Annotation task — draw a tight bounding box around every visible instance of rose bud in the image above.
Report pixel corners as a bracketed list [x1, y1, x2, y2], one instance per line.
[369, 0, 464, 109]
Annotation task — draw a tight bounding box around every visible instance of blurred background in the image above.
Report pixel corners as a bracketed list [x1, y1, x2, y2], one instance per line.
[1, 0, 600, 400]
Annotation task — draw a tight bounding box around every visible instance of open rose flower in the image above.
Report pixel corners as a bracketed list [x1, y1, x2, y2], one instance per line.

...

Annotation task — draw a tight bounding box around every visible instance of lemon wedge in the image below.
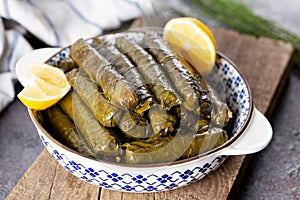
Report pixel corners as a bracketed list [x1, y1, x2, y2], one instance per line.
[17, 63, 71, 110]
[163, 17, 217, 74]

▶ [ACTIVITY] Report how many lines in the records hold the word "around", giving the number and nothing else.

▶ [SOLVED PROBLEM] 4